_WORK REQUEST:_ Translate this sentence from the text on language network profiles into Spanish: "Hebrew combines strong local structure (root based cohesion) with relatively balanced connectivity."
[TEXT PROVIDED Boundary: Start]
Comparisons:- Relative to English/French: less centralized, less fragile, and more morphologically diverse.
- Relative to Hebrew: similar in distributed structure but more extreme in node proliferation.
- Relative to Mandarin: far more modular and with stronger clustering relative to random.
Hebrew
Profile:
A distributed network shaped by root morphology. High clustering, moderate path lengths, and less dependence on hubs than Indo-European languages.
Graph characteristics:- High clustering, near English/French but with different internal structure.
- Larger lexicon than English and French, though smaller than Latin’s.
- Moderate degree inequality: hubs exist but not overwhelmingly.
- Lower eigenvector concentration and betweenness than English/French.
- Resilience better than English/French, worse than Mandarin.
- Zipf slope between Latin and English.
Interpretation:
Hebrew combines strong local structure (root based cohesion) with relatively balanced connectivity. It avoids the extreme hub dependence of English or French while also avoiding the extreme expansion seen in Latin.
[TEXT PROVIDED Boundary: End]
[SUPPLIED RECORDS Boundary: Start]
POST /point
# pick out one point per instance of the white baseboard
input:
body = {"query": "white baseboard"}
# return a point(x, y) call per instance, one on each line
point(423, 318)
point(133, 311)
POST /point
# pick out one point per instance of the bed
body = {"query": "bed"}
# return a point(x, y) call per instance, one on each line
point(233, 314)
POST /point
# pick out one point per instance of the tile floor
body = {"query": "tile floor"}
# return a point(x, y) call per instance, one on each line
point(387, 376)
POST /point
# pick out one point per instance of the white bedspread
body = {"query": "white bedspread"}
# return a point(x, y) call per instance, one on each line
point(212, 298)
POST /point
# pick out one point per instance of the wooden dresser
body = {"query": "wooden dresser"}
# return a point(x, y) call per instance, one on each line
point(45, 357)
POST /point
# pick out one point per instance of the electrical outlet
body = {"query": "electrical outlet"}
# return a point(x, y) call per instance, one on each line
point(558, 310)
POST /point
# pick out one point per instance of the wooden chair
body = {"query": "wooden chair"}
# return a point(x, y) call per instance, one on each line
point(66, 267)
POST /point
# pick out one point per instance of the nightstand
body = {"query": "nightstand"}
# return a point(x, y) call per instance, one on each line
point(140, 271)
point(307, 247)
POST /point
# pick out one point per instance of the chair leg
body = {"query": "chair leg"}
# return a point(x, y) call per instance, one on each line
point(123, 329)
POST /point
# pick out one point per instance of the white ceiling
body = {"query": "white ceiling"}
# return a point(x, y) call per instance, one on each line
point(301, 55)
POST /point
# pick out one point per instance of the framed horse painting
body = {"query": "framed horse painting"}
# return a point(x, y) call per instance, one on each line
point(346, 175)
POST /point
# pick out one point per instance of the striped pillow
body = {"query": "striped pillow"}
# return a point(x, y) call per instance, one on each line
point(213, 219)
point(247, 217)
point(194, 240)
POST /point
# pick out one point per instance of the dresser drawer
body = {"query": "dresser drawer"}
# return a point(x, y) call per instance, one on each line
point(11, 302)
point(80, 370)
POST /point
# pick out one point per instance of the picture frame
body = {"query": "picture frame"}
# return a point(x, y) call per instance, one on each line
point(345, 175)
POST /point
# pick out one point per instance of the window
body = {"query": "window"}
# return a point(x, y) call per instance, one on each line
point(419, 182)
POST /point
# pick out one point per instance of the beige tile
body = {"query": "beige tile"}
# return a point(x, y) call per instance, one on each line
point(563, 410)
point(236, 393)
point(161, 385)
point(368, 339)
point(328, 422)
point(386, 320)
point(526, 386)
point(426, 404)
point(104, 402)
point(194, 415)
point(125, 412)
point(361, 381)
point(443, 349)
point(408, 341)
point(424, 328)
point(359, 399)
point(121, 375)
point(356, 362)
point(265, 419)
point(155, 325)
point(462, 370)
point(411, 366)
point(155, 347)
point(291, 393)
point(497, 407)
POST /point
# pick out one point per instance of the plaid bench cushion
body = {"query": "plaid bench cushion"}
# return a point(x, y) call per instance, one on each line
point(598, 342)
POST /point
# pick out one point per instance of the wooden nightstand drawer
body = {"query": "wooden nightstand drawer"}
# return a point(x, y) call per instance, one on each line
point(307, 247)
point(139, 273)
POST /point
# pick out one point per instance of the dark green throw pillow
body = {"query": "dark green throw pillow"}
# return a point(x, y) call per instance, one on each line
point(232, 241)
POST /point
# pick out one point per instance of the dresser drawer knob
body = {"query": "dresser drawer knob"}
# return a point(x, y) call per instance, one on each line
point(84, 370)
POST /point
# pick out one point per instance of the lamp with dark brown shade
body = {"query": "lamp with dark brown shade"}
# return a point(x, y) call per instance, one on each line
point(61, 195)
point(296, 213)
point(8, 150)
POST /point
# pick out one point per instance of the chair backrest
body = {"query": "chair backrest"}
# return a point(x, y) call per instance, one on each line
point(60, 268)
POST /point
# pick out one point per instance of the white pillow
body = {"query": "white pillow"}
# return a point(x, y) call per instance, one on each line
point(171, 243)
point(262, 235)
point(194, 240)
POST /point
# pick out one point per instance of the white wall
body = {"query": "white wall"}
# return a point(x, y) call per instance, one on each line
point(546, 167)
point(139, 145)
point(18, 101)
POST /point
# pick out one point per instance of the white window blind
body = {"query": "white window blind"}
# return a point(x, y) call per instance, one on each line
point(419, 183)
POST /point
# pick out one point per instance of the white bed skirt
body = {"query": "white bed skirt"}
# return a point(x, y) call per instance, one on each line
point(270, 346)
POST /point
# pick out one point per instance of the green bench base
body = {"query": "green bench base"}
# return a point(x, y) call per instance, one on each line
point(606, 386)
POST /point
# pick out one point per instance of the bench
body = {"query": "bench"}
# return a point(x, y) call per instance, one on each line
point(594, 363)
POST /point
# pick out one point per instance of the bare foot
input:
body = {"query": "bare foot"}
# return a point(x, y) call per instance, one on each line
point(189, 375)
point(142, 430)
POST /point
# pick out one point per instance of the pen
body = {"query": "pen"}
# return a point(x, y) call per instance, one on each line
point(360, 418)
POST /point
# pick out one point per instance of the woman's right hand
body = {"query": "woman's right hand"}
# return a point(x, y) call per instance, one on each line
[SUPPLIED RECORDS Boundary: End]
_ANSWER FOR THE TASK:_ El hebreo combina una fuerte estructura local (cohesión basada en raíces) con una conectividad relativamente equilibrada.